Data excerpts
=====

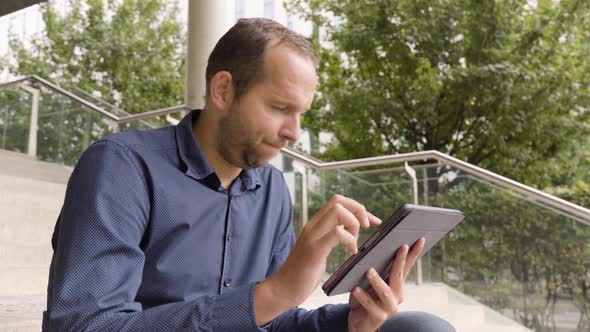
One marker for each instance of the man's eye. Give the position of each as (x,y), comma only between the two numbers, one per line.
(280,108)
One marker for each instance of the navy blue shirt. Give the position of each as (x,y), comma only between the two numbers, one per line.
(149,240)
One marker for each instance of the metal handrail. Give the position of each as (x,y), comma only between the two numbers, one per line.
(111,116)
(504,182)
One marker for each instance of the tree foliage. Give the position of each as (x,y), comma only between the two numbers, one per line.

=====

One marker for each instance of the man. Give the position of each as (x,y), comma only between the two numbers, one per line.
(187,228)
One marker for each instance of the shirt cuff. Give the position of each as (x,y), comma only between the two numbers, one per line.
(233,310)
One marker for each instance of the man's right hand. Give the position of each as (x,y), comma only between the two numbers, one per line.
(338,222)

=====

=== Work required ===
With the first line being the one containing "One marker for each instance of the metal" and the last line the one containing "One marker for each instance of the tree", transcribe exactly the lines above that fall in that range.

=== Exercise solution ===
One marker for each instance of the metal handrail. Give the position of each as (x,y), comma only between the two numbers, one per line.
(111,116)
(504,182)
One marker for each instance of the tree foliage. Give the position of each as (x,y), comma only between the two numbers, one per line.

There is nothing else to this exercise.